■ WHAT IS REQUIRED:
Rewrite the entries below, replacing "mark the region of" with "outline" everywhere and keeping everything else the same, and leave the pictures out of your version.
== DATASET ENTRIES ==
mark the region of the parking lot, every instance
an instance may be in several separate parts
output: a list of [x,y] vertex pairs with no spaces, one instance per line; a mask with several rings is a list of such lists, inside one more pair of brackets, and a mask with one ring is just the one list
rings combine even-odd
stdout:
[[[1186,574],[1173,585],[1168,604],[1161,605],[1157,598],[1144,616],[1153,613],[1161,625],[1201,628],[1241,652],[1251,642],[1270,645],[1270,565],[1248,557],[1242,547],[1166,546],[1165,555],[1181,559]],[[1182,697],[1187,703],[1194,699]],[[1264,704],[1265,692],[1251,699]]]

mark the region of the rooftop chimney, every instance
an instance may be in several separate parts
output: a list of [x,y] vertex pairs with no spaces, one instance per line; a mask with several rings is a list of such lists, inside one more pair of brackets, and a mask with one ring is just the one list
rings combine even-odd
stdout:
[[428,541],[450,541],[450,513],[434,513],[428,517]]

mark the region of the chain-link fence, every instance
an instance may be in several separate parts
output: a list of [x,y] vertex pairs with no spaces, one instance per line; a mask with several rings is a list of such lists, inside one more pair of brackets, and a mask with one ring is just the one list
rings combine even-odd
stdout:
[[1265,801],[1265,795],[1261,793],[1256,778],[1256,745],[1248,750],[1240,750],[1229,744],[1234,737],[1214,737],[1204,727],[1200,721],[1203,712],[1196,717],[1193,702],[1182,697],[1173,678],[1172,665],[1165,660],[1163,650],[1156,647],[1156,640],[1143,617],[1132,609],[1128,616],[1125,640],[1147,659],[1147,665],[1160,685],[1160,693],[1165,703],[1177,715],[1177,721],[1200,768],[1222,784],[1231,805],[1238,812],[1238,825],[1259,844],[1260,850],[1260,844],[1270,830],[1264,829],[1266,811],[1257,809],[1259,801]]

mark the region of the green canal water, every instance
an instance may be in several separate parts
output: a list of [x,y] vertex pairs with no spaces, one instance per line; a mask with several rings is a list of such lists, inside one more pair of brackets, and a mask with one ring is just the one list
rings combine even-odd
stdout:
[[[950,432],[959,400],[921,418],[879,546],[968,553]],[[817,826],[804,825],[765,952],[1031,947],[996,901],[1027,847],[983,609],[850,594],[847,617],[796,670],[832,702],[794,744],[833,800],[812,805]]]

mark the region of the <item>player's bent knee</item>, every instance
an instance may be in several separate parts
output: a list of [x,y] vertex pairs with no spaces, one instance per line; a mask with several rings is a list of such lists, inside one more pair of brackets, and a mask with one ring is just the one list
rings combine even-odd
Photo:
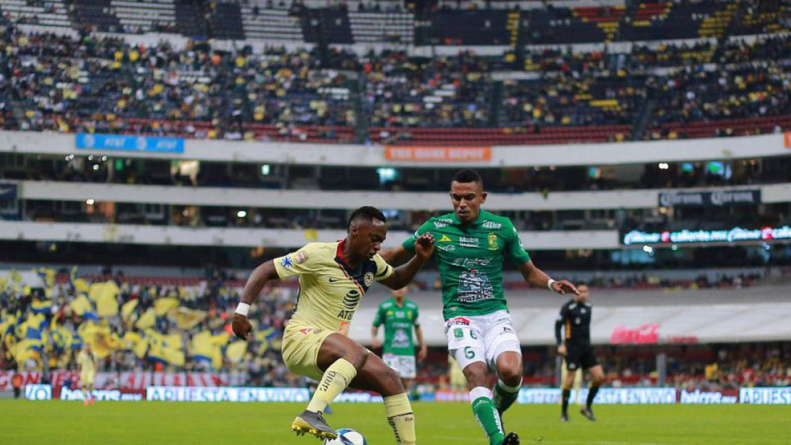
===
■ ANSWER:
outline the parking lot, every instance
an instance may be in several separate parts
output: a list of [x,y] vertex pairs with no spaces, one instance per line; a mask with several rings is a list of such lists, inside one more pair of brackets, and a mask with one ring is just the one list
rings combine even-odd
stdout:
[[[1186,574],[1173,585],[1168,604],[1161,605],[1157,598],[1144,616],[1153,613],[1161,625],[1201,628],[1241,652],[1251,642],[1270,645],[1270,565],[1248,557],[1242,547],[1166,546],[1165,555],[1181,559]],[[1182,697],[1187,703],[1194,699]],[[1264,704],[1265,692],[1251,699]]]

outline the rooftop chimney, every instance
an instance may be in several separate parts
output: a list of [x,y] vertex pairs with no spaces, one instance per line; a mask with several rings is a list of such lists, inside one more pair of brackets, and a mask with one ring is just the one list
rings combine even-odd
stdout:
[[428,541],[450,541],[450,513],[434,513],[428,517]]

outline the chain-link fence, every instance
an instance may be in several separate parts
output: a list of [x,y] vertex pairs with no spaces, one instance per line; a mask with several rings is a list of such lists, inside one more pair of brackets, and a mask with one ring is just the one list
rings combine even-odd
stdout:
[[1265,801],[1265,795],[1261,793],[1256,778],[1256,745],[1248,750],[1240,750],[1229,744],[1234,737],[1214,737],[1204,727],[1200,721],[1203,712],[1196,717],[1193,702],[1182,697],[1173,678],[1172,665],[1165,660],[1163,650],[1156,647],[1156,640],[1143,617],[1132,609],[1128,616],[1125,640],[1147,659],[1147,665],[1160,685],[1160,693],[1165,703],[1177,715],[1177,721],[1200,768],[1222,784],[1231,805],[1238,812],[1238,825],[1259,844],[1260,850],[1260,844],[1270,830],[1264,829],[1266,811],[1257,809],[1259,801]]

outline the green canal water, every instance
an instance may be in several separate parts
output: a list of [x,y] vertex pairs with no spaces, one instance per line; a mask with several rings is a list of such lists, inside one more pair of brackets, and a mask with one ring is just the one list
rings combine even-odd
stdout:
[[[950,432],[959,400],[921,418],[879,546],[968,553]],[[817,826],[804,825],[765,952],[1031,947],[996,901],[1027,847],[983,609],[850,594],[847,617],[796,670],[832,702],[794,744],[833,800],[812,805]]]

outline the <item>player's bent knee</item>, every instance
an instance may be in several separate parts
output: a list of [x,y] vertex pairs with no spaces, one instance per line; a mask with several rings is a list of such lists, inside one more pair of brackets, and a mask with one ring is just the one list
rings combine even-odd
Photo:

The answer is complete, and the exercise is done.